Given passage:
=== Section Start ===

It’s become something of a tradition: Hot new startup enthuses the public, wows the media, charms investors, turns out to be exploiting its employees, and goes through a spasm of contrition in which the chastened founder publishes an apologetic yet defiant mea culpa.
The latest example is Thinx, which makes high-tech underwear for women to wear during their menstrual cycles. In an exposé published this week, Racked portrayed a company at which workers are underpaid and have few benefits and perks. Ten of its 35 employees have reportedly quit since January.
Employees told Racked that attempts at salary negotiation were rebuffed and they were told to embrace gratitude instead. One female employee said she couldn’t even afford birth control: “What does that mean if we’re at a feminist company and I can’t afford to keep myself safe and protected?’”
The article claims that two of the few white male employees at the company were the only ones to successfully negotiate higher salaries. That was especially embarrassing for a company run by a woman, Miki Agrawal, with women’s wellbeing as its mission.

=== Section End ===

Information:
=== Section Start ===

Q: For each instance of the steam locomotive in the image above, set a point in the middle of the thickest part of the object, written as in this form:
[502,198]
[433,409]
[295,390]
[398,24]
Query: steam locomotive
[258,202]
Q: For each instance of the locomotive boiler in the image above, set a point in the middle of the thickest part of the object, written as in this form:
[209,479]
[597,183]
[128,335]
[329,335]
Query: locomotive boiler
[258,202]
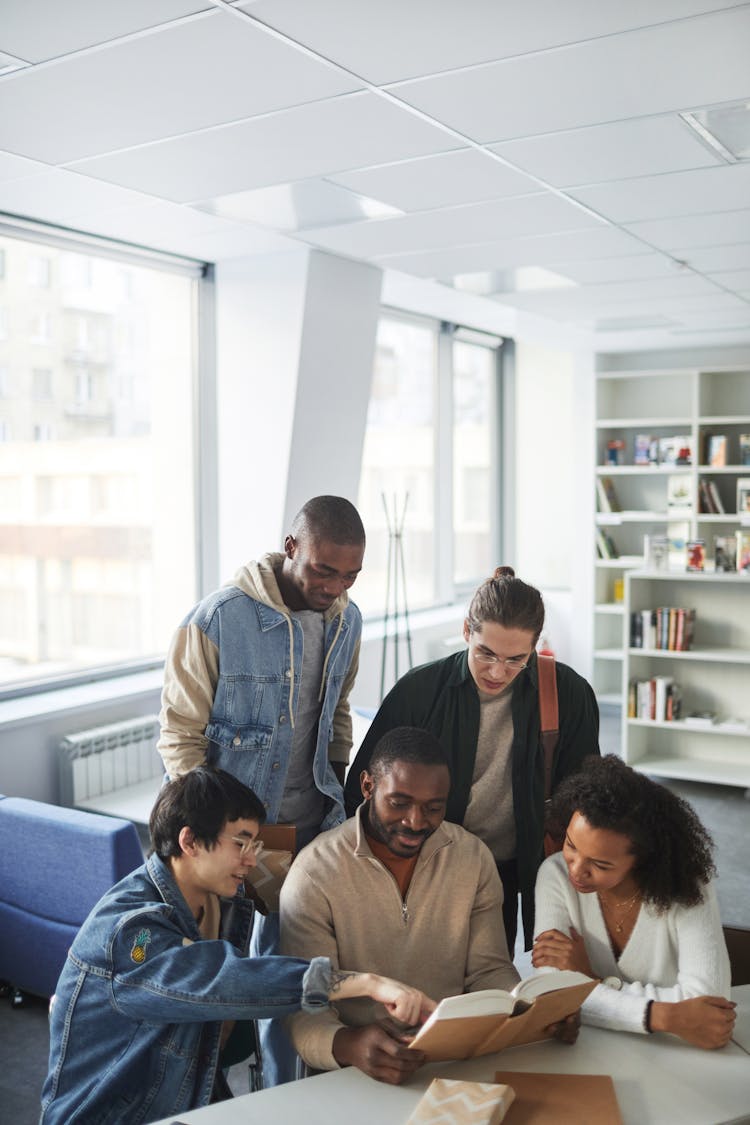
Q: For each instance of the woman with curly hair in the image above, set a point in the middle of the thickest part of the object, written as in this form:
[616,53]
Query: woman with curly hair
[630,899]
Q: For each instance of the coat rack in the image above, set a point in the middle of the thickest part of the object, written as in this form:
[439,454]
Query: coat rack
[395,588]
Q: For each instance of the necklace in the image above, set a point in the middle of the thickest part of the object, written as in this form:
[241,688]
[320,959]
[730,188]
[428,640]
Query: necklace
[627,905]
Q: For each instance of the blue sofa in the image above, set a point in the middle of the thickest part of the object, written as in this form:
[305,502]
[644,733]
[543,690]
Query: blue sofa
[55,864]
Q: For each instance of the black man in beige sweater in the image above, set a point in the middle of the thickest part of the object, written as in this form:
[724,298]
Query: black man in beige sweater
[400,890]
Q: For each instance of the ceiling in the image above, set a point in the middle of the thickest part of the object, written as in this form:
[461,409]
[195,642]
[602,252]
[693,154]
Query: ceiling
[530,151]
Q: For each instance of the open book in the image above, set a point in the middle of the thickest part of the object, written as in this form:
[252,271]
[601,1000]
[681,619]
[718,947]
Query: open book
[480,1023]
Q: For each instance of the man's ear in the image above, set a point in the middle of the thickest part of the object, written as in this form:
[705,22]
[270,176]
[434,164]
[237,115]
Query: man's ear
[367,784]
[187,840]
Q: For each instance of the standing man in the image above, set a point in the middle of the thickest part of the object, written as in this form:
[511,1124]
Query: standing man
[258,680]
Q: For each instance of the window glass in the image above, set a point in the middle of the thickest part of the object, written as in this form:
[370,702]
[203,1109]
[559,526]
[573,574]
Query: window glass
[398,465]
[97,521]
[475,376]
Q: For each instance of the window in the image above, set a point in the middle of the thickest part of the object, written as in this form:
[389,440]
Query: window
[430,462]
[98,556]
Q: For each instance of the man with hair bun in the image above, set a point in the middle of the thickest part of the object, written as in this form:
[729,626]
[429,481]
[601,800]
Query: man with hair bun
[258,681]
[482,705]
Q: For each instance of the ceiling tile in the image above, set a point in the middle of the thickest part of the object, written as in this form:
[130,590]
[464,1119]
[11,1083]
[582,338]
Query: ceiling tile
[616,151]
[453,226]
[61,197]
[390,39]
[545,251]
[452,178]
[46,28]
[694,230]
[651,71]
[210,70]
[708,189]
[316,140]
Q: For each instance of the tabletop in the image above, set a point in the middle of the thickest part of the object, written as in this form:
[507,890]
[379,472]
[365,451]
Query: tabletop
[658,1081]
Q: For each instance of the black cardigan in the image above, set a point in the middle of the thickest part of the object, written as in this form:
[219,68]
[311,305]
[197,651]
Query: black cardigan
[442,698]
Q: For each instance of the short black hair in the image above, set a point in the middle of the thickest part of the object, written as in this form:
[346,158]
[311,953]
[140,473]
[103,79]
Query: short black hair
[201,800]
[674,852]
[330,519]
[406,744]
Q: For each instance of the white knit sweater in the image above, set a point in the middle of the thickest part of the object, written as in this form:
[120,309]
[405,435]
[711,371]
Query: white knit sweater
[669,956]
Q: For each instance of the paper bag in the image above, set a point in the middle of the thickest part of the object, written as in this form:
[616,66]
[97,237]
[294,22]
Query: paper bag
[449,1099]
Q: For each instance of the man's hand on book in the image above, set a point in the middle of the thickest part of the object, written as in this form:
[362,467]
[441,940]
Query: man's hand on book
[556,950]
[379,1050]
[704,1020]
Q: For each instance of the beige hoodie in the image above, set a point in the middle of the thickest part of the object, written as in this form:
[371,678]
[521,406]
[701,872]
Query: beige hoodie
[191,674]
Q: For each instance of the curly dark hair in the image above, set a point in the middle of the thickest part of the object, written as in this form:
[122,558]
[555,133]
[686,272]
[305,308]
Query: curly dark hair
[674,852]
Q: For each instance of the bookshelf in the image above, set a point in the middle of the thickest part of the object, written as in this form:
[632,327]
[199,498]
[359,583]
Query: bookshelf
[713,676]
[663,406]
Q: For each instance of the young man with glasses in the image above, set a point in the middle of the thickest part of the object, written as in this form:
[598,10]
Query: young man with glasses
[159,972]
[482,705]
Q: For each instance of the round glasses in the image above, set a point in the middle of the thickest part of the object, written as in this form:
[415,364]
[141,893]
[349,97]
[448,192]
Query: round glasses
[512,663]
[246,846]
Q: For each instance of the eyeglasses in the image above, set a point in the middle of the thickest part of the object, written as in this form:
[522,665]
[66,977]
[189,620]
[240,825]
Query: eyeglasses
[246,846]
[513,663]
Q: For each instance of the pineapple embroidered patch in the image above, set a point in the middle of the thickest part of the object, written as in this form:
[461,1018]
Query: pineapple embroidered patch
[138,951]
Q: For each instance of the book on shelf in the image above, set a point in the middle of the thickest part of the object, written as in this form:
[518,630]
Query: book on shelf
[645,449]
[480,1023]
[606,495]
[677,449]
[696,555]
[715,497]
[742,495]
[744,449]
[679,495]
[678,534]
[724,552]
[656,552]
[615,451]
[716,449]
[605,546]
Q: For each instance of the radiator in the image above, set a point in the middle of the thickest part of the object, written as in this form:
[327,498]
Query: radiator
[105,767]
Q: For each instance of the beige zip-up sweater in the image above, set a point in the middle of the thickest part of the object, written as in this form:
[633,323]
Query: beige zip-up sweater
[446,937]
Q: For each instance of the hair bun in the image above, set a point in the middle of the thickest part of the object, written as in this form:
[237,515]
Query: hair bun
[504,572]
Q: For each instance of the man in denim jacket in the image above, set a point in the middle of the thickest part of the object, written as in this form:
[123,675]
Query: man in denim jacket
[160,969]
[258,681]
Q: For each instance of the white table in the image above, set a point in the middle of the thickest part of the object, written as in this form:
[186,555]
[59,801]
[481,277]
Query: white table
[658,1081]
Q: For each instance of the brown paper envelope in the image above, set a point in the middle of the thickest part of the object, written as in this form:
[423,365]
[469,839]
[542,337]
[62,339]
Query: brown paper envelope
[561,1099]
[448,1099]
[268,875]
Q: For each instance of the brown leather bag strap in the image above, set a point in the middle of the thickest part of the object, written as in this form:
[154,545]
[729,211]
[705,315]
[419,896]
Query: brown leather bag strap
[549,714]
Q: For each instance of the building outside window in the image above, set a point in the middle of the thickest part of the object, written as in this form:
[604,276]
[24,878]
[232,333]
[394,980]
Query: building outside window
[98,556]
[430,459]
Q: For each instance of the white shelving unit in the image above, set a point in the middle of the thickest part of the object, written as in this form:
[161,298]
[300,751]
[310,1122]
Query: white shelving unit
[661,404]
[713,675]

=== Section End ===

Questions to answer:
1) Can you sum up the passage about Thinx in two sentences?
2) Could you continue the passage about Thinx from where it stops?

Exercise results:
1) Thinx, which makes high-tech underwear for women to wear during their menstrual cycles, is the latest startup reported to be exploiting its employees, with Racked describing underpaid workers with few benefits and ten of its 35 employees reportedly quitting since January. Employees said salary negotiation attempts were rebuffed while two of the few white male employees reportedly were the only ones to win higher pay, which was especially embarrassing for a company run by a woman, Miki Agrawal, with women's wellbeing as its mission.

2)
Agrawal, who stepped down as CEO amidst the news—though she’ll remain at the company—wrote on Medium that she regrets not hiring an HR manager: “I didn’t take time to think through it.”
In an email to Quartz, she further explained that Thinx operated like many startups, evolving as it grew. She denied the claim about gender preference in salary negotiations and cited the company’s maternity leave policy, criticized in the Racked story—only two weeks at full pay—as an example of how the company is evolving.
“We haven’t had any pregnant women until now which is why we didn’t really have a real policy in place for that. Like any start up when faced with something new, you do your best in solving it as it arises. Our first employee just gave birth (10 days ago) and she is getting 5 weeks paid leave plus we found out that she can take an additional 2 weeks on paid disability leave too. And then we’ll figure out a system where she can either work from home for part of the time or we were planning on getting an in-house nanny for the office.”
Like a lot of startup founders, Agrawal focused on growth above all. And it worked: Thinx is on the map. The company has been featured by most every major publication, thanks in part to a viral news story around its controversial ads in New York City subways. Fast Company listed it as one of the most innovative companies of 2017. Last month Agrawal told Bloomberg that her goal was to become the “No. 1 feminine hygiene brand in the world.”
But glowing articles about disruption and innovation often hide the fact that working for a startup typically isn’t glamorous. In their early years most are just struggling to survive.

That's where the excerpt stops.